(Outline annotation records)

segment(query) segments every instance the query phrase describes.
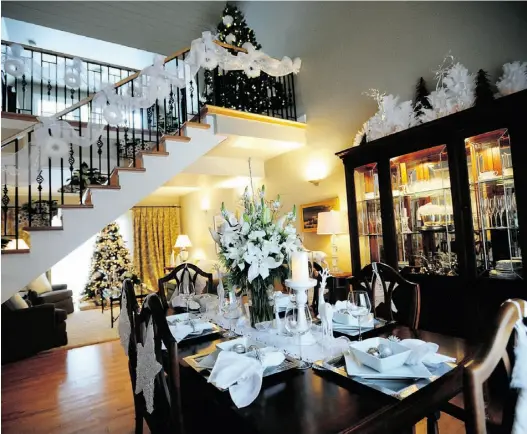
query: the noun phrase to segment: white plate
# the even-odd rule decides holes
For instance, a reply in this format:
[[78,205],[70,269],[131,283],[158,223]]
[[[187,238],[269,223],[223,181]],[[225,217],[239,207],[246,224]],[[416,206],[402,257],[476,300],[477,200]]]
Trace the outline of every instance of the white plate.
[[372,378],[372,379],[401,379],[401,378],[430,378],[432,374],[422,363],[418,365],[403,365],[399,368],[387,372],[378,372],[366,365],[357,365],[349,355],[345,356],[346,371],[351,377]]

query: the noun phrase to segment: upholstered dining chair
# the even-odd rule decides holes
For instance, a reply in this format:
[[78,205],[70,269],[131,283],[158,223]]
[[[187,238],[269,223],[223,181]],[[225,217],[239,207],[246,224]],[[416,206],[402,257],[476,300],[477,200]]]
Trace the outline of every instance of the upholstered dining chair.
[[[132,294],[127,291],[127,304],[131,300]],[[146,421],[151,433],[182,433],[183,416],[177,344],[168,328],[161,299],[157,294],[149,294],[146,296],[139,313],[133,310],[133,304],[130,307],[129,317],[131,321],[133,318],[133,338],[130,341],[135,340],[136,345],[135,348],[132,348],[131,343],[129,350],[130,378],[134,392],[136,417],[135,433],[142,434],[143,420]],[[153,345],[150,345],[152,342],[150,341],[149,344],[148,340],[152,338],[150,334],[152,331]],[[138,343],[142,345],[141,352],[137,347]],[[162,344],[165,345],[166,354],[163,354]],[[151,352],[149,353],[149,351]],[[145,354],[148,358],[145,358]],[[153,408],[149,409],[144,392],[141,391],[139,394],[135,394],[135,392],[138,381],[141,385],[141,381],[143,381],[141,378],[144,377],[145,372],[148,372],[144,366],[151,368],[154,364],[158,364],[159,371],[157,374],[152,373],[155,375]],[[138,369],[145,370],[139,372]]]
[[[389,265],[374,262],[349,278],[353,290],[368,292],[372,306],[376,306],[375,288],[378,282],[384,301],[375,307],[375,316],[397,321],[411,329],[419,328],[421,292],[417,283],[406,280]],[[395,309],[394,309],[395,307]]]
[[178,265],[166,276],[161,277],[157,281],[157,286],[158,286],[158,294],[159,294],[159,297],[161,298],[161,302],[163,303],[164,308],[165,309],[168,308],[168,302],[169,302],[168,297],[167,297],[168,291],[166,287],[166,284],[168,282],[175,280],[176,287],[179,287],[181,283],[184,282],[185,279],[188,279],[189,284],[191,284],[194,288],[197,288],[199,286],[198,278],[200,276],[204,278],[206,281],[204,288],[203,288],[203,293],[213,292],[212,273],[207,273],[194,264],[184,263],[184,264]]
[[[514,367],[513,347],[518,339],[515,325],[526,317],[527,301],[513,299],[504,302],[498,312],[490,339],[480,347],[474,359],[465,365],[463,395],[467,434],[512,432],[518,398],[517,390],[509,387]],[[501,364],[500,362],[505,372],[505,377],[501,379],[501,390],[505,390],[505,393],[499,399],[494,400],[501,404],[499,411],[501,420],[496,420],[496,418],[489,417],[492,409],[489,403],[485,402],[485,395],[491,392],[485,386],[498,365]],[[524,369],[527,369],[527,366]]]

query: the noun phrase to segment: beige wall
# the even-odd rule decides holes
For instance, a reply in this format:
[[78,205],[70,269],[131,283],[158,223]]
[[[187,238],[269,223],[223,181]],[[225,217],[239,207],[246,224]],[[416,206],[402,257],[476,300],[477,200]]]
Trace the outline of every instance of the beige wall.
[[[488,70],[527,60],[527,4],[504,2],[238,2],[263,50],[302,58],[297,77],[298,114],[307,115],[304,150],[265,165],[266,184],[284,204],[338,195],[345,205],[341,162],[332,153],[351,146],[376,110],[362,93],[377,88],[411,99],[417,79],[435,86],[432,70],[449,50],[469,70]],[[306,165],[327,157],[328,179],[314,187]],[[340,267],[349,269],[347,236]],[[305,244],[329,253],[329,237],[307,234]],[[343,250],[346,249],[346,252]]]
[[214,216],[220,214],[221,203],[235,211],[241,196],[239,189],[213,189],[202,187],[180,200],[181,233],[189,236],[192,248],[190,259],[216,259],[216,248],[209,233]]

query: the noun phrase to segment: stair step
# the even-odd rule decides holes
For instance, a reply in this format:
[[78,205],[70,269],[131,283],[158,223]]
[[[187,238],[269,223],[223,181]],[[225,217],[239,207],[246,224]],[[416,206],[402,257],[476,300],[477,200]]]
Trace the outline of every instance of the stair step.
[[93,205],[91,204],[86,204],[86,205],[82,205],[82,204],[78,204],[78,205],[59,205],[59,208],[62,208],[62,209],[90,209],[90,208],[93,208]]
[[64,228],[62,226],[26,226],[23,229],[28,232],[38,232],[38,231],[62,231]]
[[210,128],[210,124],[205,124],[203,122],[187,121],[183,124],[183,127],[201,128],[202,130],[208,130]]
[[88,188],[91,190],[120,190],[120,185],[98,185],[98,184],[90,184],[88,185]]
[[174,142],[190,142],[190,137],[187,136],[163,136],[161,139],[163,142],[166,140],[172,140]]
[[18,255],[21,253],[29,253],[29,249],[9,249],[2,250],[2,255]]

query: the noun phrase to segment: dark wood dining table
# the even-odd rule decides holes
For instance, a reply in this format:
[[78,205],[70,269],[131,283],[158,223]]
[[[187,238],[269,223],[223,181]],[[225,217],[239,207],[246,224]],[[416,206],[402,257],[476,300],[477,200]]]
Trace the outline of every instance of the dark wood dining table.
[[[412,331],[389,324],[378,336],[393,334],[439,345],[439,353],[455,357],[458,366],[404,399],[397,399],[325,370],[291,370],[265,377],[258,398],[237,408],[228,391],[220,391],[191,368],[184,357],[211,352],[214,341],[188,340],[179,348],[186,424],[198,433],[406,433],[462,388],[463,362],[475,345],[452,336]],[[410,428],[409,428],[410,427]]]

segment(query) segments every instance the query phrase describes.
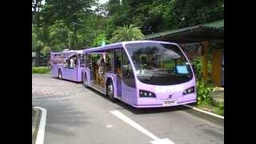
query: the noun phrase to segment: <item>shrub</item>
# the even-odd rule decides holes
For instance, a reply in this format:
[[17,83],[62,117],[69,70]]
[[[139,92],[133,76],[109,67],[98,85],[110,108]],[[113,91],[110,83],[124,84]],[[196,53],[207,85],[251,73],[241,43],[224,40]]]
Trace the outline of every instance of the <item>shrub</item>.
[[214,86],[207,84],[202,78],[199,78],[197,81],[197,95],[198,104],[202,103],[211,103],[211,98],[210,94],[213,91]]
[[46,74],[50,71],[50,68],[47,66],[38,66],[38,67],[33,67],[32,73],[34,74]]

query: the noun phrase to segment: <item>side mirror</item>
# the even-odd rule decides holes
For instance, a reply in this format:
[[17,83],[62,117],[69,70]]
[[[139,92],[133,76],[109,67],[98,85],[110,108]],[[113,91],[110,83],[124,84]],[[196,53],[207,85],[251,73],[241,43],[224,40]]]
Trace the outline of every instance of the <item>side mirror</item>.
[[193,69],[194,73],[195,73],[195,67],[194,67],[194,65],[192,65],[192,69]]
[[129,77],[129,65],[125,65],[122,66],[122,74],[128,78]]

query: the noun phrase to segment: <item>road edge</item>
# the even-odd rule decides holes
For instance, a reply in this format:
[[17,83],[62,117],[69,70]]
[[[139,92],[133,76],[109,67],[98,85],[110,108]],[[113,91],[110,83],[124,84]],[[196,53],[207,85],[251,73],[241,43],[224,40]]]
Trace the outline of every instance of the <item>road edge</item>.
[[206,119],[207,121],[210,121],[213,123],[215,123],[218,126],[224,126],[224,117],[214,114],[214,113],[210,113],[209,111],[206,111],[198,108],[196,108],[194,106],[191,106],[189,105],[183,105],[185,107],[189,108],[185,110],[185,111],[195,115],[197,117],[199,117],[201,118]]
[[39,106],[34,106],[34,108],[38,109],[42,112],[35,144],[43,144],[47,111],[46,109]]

● **Exercise requirements**: Can you copy the lines of the data above verbatim, starting at the line containing "query: the noun phrase to segment: stair step" and ending at the line containing "Trace the outline of every instance of the stair"?

● **Written answer**:
query: the noun phrase to segment: stair step
# the even-odd rule decides holes
For instance, a reply in this format:
[[78,205],[70,269],[131,283],[158,223]]
[[[187,238],[269,223],[223,181]],[[225,217],[239,207],[246,224]],[[416,206],[402,257],[476,300],[477,200]]]
Trace the outline of every instance of the stair step.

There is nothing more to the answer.